Information supplied -
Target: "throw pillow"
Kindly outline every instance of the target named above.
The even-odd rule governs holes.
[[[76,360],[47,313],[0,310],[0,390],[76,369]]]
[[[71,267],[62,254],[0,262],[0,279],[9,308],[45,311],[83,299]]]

Required work - Return, word for word, each line from the one that contains "Kindly outline every" through the end of the listing above.

Answer area -
Kindly outline every instance of the target named above.
The even-odd rule governs holes.
[[[76,360],[47,313],[0,310],[0,390],[76,369]]]
[[[71,267],[62,254],[0,262],[0,279],[9,308],[45,311],[83,299]]]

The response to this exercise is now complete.